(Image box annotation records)
——

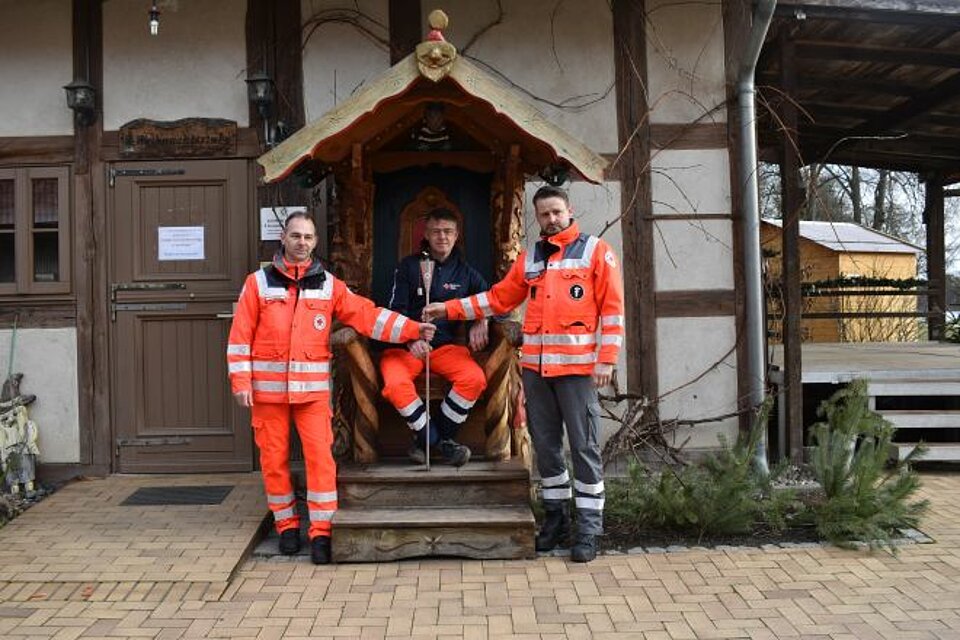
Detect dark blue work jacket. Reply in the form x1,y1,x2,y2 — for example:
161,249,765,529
387,247,490,348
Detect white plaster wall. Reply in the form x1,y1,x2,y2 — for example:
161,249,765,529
653,219,734,291
421,0,618,153
103,0,249,130
0,328,80,463
0,0,73,136
300,0,390,122
646,0,727,123
650,149,731,215
657,316,738,451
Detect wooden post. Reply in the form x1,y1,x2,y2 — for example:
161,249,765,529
923,173,947,340
780,35,806,463
613,0,659,400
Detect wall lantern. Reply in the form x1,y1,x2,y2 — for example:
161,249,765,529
63,80,97,127
247,71,276,148
147,2,160,36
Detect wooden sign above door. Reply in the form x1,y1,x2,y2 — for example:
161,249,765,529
120,118,237,158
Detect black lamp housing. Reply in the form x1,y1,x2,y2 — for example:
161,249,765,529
63,80,97,127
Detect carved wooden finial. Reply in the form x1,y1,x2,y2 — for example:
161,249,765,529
427,9,450,31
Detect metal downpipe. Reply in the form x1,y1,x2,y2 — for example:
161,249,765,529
737,0,777,474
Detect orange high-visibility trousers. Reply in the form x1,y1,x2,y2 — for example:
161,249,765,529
380,344,487,438
251,400,337,540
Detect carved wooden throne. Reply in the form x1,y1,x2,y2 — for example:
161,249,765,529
259,12,606,463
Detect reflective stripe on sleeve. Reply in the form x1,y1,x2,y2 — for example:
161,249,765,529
290,360,330,373
390,316,407,342
370,309,393,340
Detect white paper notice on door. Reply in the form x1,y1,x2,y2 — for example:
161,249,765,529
157,227,203,261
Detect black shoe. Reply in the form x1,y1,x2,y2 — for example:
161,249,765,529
570,533,597,562
537,505,570,551
440,440,470,467
310,536,330,564
280,529,300,556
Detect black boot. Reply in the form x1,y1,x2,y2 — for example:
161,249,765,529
537,503,570,551
279,528,300,556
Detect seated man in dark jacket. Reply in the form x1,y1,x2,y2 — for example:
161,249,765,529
380,209,488,467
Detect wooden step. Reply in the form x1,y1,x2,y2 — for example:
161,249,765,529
878,409,960,429
337,460,530,508
333,505,536,562
890,442,960,462
867,379,960,396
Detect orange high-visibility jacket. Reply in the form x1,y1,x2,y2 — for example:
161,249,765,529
227,254,420,404
445,222,624,377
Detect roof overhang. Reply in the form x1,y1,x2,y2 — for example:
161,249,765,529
757,0,960,181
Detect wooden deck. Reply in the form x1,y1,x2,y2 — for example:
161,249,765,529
770,342,960,384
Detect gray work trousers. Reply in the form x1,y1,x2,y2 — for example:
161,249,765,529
523,369,604,535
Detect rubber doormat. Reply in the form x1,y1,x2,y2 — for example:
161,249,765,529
120,485,233,507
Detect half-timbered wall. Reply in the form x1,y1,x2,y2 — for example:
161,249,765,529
103,0,249,131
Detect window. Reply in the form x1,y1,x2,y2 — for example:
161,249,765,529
0,167,70,294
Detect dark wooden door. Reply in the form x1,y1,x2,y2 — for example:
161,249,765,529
108,160,253,473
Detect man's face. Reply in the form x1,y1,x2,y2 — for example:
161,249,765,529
533,197,573,236
423,218,458,260
280,218,317,262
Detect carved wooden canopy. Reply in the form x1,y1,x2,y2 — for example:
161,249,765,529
258,10,607,183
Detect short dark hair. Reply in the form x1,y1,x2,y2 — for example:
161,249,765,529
283,211,317,230
533,185,570,207
424,207,460,230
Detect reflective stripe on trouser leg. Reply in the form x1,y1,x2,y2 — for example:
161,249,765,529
552,376,604,535
430,344,487,439
251,402,300,533
380,349,427,431
523,369,571,509
292,400,337,539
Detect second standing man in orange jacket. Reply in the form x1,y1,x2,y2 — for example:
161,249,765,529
423,187,624,562
227,212,436,564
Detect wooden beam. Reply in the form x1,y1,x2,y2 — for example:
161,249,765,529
923,174,947,341
389,0,423,65
613,0,659,400
780,35,805,463
795,40,960,69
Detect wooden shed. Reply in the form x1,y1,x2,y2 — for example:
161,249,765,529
760,220,923,342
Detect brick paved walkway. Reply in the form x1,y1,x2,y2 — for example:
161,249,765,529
0,475,960,640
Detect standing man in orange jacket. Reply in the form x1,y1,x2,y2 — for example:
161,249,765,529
227,212,435,564
423,187,624,562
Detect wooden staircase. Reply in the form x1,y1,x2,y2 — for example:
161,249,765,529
867,371,960,462
333,460,536,562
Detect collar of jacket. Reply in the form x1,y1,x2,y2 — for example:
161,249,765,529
540,220,580,247
273,250,323,282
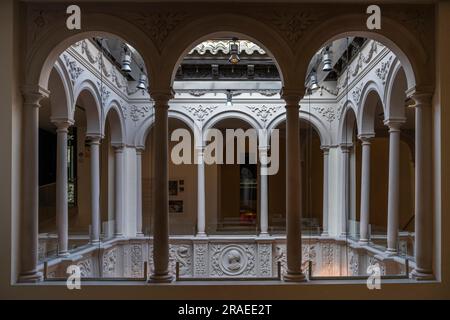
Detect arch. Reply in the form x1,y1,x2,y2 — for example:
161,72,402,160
296,10,428,94
24,12,159,94
267,109,332,147
385,62,408,119
134,109,200,149
160,13,294,87
338,102,358,145
70,80,103,136
357,81,386,135
102,101,126,146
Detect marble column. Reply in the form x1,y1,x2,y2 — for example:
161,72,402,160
385,120,404,255
340,144,353,238
283,92,306,282
52,119,73,257
113,144,124,238
259,147,269,237
150,92,173,282
19,87,49,282
88,135,101,244
196,147,206,237
136,148,144,237
321,146,330,237
359,135,373,244
412,93,434,280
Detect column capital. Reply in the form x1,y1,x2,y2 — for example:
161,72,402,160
51,118,75,132
150,88,175,107
384,118,406,132
411,92,433,108
21,85,50,108
280,88,304,109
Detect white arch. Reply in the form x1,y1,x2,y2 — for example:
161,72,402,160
356,80,386,135
267,109,331,147
71,79,103,136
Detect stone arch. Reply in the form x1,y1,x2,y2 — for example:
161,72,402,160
102,101,126,146
357,81,386,135
267,110,332,147
49,59,75,119
384,62,408,119
160,13,294,87
134,109,200,149
70,80,103,136
338,102,358,145
296,13,434,94
24,12,159,94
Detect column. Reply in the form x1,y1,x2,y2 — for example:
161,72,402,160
88,136,101,244
321,147,330,237
359,135,373,244
53,119,73,257
412,93,434,280
19,88,48,282
113,145,124,238
259,146,269,237
136,148,144,237
150,92,173,282
196,146,206,237
340,144,352,238
283,92,305,282
385,120,403,255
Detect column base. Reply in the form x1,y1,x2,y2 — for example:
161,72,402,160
148,273,173,283
195,232,208,238
411,268,435,281
384,248,397,256
283,271,306,282
18,271,44,283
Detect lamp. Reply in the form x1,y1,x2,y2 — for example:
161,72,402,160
309,71,320,90
322,48,333,72
122,45,131,73
136,69,147,90
228,38,241,64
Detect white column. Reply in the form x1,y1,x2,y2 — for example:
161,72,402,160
136,148,144,237
19,88,48,282
113,145,124,238
53,119,73,257
412,93,434,280
150,92,173,282
259,147,269,237
340,144,352,238
283,92,305,282
196,146,206,237
88,136,101,244
359,135,373,244
322,147,330,237
385,120,403,255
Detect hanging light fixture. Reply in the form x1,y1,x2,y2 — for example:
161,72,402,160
136,68,147,90
228,38,241,64
322,48,333,72
122,44,131,73
309,70,320,90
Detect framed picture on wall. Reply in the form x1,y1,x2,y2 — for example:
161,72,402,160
169,180,178,197
169,200,184,213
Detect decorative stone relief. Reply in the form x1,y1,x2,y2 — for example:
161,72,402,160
210,244,256,277
77,259,93,278
258,243,272,277
375,56,392,84
194,243,208,277
184,105,218,121
63,54,84,84
247,105,281,123
102,248,117,277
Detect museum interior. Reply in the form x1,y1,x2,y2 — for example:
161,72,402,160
1,1,450,298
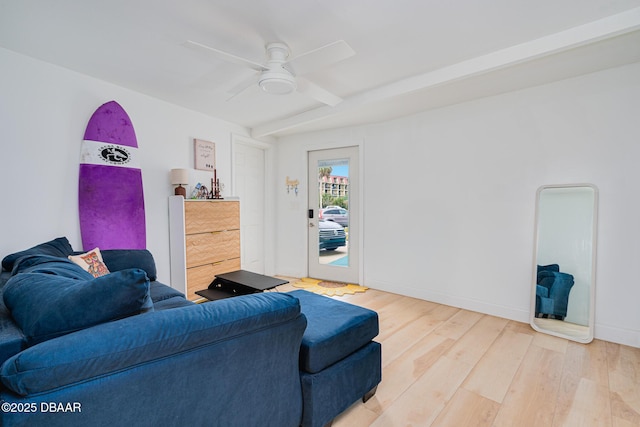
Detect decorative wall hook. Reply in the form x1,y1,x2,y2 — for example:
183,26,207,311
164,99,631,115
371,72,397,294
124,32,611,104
285,177,300,196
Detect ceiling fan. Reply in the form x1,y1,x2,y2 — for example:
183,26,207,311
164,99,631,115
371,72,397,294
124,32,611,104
184,40,355,107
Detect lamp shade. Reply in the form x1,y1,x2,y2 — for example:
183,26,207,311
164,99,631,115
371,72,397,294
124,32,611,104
171,169,189,185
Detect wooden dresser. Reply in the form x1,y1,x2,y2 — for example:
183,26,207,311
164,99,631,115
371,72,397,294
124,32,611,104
169,196,240,301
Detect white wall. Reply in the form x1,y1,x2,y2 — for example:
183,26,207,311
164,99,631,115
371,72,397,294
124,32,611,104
276,64,640,346
0,49,247,282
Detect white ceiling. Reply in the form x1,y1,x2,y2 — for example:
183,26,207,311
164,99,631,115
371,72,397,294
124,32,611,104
0,0,640,137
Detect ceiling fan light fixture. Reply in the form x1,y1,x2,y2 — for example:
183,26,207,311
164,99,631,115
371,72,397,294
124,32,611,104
258,69,297,95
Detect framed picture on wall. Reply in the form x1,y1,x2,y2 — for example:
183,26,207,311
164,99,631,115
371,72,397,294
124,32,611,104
193,138,216,171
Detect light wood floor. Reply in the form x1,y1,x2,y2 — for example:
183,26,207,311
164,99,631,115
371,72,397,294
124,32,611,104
278,285,640,427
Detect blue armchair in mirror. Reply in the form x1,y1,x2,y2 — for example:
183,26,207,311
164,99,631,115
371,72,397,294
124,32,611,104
535,264,574,320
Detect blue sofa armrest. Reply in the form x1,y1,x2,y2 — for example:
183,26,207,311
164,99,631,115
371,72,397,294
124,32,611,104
0,293,306,427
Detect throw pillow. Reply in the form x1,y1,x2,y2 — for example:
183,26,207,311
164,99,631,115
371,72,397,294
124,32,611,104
69,248,109,277
3,268,153,345
2,237,73,271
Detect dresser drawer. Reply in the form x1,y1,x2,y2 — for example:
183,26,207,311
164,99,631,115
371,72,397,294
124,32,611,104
184,201,240,235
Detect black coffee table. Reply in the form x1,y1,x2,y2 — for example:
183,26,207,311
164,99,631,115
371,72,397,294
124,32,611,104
196,270,289,301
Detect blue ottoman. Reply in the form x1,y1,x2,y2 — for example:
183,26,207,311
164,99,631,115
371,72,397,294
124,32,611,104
291,290,382,427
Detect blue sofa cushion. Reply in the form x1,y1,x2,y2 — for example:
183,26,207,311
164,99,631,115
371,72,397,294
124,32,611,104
0,292,304,396
2,237,73,271
290,290,378,373
3,268,153,345
7,255,93,283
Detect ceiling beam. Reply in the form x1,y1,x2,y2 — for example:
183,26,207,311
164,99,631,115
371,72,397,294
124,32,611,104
251,8,640,138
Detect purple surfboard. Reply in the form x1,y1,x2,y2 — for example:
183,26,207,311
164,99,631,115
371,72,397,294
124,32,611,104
78,101,147,251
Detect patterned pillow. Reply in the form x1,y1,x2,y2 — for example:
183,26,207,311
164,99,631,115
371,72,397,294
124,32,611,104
69,248,109,277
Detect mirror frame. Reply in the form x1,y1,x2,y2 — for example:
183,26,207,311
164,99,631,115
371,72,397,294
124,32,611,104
529,184,598,344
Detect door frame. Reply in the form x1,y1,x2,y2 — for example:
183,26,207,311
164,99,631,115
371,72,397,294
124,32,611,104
304,139,365,284
231,133,276,276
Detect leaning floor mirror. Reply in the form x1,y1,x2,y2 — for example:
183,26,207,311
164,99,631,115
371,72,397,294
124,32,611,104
531,184,598,343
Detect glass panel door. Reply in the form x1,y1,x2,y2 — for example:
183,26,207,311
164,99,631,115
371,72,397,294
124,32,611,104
308,147,358,283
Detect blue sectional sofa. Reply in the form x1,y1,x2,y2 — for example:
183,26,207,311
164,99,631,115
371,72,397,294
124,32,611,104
0,237,381,427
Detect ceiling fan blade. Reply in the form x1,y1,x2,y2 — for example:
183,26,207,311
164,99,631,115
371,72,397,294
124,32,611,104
287,40,356,75
227,74,258,101
182,40,266,71
296,77,342,107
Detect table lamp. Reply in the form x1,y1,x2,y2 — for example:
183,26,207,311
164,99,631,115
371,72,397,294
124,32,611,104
171,169,189,198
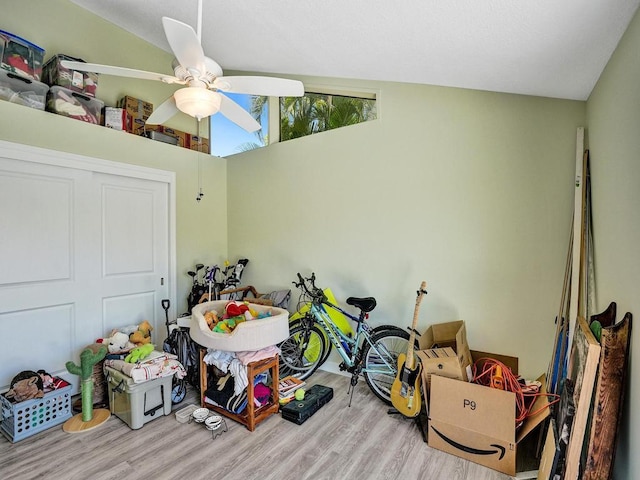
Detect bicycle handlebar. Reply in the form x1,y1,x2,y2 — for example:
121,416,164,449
293,273,327,303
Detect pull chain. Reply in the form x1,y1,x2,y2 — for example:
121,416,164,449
196,119,204,203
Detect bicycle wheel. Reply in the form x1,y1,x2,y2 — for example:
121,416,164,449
289,313,333,367
362,329,417,405
279,325,325,380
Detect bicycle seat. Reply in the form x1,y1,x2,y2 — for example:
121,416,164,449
347,297,377,313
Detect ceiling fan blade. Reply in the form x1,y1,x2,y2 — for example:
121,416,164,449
162,17,207,77
60,60,184,84
146,95,180,125
219,94,262,133
213,76,304,97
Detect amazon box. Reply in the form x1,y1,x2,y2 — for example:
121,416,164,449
428,354,549,476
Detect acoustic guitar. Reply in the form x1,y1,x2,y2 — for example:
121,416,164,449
391,282,427,418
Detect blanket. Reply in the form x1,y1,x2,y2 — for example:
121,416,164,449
104,350,187,383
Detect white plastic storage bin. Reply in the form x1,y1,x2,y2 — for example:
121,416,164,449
104,367,173,430
0,379,72,442
0,69,49,110
189,300,289,352
46,86,104,125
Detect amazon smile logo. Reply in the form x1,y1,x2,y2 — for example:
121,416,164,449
431,426,506,460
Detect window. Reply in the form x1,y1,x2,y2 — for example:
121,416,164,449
280,92,377,142
209,87,377,157
209,93,269,157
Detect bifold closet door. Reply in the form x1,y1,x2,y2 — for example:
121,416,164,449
0,157,169,389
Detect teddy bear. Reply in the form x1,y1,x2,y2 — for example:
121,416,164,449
124,343,155,363
129,320,153,347
96,330,135,353
4,370,44,403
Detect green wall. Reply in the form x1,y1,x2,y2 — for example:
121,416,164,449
587,5,640,479
228,78,585,377
0,0,227,314
7,0,640,478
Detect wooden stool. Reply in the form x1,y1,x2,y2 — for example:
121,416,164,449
200,349,279,432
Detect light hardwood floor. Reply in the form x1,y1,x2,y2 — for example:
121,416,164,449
0,371,512,480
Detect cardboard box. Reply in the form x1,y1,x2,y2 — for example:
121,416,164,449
416,347,464,399
0,30,45,82
417,320,471,388
162,127,190,148
104,107,129,131
428,352,549,476
116,95,153,120
189,135,210,153
42,53,98,97
117,95,153,135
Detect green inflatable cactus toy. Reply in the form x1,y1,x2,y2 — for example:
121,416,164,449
62,344,111,433
66,346,107,422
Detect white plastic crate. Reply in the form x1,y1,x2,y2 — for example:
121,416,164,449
0,380,72,442
104,366,173,430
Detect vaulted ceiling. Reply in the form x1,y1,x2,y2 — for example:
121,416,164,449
72,0,640,100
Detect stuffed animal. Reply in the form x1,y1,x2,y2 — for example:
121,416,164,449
129,320,153,347
124,343,155,363
96,330,135,353
4,370,44,403
204,310,219,330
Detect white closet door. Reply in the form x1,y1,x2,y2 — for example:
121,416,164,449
95,174,169,348
0,152,169,391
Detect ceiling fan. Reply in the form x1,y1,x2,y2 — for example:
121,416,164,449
61,0,304,132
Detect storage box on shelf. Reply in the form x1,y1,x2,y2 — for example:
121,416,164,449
46,86,104,125
189,135,210,153
103,107,129,131
104,366,173,430
0,30,44,81
42,53,98,97
0,70,49,110
116,95,153,135
162,127,190,148
0,379,72,442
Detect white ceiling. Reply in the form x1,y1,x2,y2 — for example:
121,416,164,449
72,0,640,100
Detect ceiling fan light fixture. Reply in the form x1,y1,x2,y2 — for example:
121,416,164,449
173,87,221,120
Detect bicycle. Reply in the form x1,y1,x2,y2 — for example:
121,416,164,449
279,273,418,405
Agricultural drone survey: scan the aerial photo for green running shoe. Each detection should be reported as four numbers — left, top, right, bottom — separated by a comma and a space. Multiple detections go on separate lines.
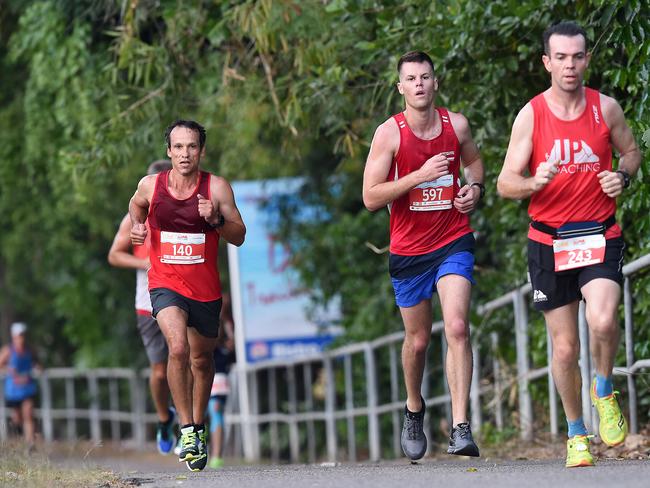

——

## Task statement
Format the entries from their beginning through the line containing "657,316,738,451", including that line, as a JSON list of strings with one string per line. Skip blank lines and omit the pictures.

## Response to the exercise
[
  "Detect dark blue work jacket. Reply in the form x1,y1,x2,y2 — for example:",
  "161,249,765,529",
  "387,247,490,348",
  "Detect white plaster wall. Reply in the form x1,y1,x2,y2 — for example:",
  "161,249,765,529",
  "653,219,734,291",
  "421,0,618,153",
  "103,0,249,130",
  "0,328,80,463",
  "0,0,73,136",
  "300,0,390,122",
  "646,0,727,123",
  "650,149,731,215",
  "657,316,738,451"
]